DIRECTIVE
Which lines in the listing below contain the string "water"? Pull out each of those lines and copy it in full, in its original order.

STORED ROWS
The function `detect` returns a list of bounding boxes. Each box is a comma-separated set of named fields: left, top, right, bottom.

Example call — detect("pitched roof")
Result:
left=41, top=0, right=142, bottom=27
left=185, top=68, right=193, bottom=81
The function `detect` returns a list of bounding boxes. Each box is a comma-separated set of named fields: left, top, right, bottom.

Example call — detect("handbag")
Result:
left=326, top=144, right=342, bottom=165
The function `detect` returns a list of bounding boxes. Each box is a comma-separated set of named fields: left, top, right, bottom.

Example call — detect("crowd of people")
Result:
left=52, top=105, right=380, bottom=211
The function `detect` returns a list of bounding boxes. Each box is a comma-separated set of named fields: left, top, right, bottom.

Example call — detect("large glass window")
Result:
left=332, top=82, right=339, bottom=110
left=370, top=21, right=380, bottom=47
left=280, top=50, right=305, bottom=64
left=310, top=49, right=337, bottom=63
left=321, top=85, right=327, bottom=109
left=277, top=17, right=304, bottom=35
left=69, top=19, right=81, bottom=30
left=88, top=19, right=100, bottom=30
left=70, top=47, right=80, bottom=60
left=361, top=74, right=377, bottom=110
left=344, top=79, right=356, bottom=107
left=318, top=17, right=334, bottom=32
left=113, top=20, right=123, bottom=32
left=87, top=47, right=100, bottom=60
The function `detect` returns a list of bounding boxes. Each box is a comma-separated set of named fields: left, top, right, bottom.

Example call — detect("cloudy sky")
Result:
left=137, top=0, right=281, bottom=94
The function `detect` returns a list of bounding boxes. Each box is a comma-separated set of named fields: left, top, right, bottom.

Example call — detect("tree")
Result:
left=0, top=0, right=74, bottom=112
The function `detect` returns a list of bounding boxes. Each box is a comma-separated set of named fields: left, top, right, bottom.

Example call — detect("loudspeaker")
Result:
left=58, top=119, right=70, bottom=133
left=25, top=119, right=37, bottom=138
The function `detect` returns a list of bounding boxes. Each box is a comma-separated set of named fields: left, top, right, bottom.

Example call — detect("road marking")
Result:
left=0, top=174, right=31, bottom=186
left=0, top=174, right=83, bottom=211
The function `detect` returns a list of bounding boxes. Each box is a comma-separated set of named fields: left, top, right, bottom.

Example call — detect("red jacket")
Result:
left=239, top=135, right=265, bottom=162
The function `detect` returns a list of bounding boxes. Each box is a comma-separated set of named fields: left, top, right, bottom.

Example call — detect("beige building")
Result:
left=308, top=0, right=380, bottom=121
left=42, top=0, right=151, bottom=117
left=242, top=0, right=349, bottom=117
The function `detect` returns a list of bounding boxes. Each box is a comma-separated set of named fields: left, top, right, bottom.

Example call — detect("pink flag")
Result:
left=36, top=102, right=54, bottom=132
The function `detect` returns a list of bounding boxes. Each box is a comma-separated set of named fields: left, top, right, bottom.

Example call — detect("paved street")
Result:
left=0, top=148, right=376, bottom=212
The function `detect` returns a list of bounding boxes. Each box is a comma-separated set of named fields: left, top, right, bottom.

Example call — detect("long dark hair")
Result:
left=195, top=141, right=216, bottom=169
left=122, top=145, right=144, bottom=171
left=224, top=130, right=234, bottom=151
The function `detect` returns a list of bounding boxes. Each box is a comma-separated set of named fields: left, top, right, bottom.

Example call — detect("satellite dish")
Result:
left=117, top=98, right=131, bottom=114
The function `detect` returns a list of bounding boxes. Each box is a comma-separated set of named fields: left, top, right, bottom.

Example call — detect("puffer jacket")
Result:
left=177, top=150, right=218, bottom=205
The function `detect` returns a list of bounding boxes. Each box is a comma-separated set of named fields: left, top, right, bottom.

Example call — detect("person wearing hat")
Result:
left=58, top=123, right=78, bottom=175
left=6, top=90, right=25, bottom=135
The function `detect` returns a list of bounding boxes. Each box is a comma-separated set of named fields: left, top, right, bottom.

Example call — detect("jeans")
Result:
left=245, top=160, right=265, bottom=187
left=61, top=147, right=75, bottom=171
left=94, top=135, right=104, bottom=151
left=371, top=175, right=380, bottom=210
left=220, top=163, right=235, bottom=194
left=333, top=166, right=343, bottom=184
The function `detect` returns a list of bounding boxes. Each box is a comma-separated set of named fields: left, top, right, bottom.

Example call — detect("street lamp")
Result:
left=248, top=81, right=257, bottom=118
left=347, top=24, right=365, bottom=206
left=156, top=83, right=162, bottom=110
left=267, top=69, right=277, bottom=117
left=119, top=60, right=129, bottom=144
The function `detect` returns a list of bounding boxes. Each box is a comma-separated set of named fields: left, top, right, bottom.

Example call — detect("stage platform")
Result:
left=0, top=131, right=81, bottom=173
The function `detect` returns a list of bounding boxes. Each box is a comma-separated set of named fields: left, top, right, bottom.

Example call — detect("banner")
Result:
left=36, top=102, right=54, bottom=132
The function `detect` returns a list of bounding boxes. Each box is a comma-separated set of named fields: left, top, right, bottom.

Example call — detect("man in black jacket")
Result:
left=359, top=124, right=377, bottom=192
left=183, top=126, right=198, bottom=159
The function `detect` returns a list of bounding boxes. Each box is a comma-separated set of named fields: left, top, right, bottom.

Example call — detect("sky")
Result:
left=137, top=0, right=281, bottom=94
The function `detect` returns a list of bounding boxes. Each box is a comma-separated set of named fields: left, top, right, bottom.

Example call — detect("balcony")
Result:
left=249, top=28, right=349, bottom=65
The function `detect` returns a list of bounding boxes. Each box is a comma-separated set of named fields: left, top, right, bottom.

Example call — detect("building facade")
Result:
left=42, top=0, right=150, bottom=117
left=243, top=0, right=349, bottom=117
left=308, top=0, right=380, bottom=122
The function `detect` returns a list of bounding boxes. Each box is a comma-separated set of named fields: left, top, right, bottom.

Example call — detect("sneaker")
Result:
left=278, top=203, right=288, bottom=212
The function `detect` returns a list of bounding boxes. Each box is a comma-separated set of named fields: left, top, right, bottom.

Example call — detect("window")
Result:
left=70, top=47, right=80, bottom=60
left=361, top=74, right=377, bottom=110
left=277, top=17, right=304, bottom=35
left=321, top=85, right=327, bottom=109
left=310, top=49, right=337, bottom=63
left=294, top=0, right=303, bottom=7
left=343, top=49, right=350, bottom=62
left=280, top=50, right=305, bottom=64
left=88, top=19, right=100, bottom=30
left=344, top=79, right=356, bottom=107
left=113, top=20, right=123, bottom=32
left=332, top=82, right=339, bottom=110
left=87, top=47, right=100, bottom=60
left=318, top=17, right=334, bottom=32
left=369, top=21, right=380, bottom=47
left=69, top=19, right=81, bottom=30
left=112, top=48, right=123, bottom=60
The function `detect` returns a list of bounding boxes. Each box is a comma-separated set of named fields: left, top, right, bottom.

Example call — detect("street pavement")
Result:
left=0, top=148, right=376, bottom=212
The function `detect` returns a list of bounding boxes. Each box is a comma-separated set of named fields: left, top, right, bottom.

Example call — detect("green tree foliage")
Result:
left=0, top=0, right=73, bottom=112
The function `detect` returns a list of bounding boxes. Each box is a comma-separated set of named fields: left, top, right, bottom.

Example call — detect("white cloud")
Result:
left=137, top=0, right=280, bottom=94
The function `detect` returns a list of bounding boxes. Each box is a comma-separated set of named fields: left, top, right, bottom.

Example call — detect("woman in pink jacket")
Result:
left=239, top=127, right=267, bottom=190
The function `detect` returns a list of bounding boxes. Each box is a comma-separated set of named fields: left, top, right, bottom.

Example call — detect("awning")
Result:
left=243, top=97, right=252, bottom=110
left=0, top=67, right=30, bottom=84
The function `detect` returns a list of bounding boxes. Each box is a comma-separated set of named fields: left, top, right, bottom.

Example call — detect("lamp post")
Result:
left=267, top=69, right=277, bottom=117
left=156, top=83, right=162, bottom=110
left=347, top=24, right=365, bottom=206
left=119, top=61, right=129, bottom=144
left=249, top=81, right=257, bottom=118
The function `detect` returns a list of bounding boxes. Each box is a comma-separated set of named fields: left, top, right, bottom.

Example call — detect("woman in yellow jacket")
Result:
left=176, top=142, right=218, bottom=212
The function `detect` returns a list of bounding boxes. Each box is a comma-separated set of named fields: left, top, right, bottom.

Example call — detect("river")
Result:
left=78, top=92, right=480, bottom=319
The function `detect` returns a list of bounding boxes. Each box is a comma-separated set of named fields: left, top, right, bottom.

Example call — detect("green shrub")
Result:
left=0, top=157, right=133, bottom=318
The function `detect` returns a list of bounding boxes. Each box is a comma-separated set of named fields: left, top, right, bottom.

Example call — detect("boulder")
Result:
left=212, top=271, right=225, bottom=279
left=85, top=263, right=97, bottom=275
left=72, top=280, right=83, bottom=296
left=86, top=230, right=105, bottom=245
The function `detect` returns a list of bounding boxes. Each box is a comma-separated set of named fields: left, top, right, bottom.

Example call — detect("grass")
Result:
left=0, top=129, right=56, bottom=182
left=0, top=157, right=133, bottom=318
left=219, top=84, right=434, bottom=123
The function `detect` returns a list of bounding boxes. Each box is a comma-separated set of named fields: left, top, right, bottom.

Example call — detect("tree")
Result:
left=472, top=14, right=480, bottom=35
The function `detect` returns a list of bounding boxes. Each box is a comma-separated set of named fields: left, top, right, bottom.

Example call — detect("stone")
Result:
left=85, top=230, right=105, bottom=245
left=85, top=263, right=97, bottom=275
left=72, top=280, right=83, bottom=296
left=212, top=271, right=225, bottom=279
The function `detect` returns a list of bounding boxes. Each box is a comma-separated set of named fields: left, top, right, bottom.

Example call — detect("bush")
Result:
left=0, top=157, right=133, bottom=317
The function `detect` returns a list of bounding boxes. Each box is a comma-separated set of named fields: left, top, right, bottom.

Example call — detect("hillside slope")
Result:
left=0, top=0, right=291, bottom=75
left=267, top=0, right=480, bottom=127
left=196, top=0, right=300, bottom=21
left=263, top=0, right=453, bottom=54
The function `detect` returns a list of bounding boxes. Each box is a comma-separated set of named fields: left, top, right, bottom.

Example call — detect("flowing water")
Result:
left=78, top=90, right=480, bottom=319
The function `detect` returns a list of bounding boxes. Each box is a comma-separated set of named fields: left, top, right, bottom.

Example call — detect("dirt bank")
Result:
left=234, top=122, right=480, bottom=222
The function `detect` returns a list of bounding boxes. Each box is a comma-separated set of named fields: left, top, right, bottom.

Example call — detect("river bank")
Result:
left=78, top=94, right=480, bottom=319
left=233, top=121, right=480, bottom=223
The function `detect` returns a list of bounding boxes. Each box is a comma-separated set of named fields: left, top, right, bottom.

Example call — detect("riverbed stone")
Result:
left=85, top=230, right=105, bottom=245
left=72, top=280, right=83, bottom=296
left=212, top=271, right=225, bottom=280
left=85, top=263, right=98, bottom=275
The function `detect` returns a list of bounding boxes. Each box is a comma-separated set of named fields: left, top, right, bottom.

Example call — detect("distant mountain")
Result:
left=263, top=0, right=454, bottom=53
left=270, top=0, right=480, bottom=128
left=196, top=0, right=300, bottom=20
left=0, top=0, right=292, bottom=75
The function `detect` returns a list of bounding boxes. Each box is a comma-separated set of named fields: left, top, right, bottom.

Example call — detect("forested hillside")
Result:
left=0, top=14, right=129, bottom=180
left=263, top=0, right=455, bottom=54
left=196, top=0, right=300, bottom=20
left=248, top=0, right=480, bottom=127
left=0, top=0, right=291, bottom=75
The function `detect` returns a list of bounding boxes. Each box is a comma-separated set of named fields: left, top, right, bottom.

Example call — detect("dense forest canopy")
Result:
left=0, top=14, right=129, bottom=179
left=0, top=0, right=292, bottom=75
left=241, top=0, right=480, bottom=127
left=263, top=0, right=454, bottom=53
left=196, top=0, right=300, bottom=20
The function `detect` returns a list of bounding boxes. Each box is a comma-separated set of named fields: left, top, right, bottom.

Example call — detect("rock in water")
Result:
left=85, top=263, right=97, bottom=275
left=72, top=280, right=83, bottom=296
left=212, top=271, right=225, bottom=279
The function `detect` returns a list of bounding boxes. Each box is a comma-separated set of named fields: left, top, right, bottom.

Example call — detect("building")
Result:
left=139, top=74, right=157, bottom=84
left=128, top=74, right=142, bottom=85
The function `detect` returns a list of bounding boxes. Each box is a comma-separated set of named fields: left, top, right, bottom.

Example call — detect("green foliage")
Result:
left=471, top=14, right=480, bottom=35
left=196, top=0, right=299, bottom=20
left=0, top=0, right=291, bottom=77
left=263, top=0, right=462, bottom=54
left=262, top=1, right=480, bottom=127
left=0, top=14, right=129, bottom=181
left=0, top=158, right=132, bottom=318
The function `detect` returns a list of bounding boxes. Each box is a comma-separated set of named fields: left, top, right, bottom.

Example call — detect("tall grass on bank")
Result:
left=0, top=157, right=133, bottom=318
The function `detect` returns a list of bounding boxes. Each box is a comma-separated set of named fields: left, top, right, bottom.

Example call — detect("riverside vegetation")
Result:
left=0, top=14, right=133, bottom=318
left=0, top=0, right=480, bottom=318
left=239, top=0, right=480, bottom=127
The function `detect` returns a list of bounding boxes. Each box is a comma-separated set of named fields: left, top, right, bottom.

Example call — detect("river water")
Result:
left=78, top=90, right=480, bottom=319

COMPLETED EXERCISE
Example call — detect("flowing water")
Example call — detect("rock in water")
Example call — detect("river water")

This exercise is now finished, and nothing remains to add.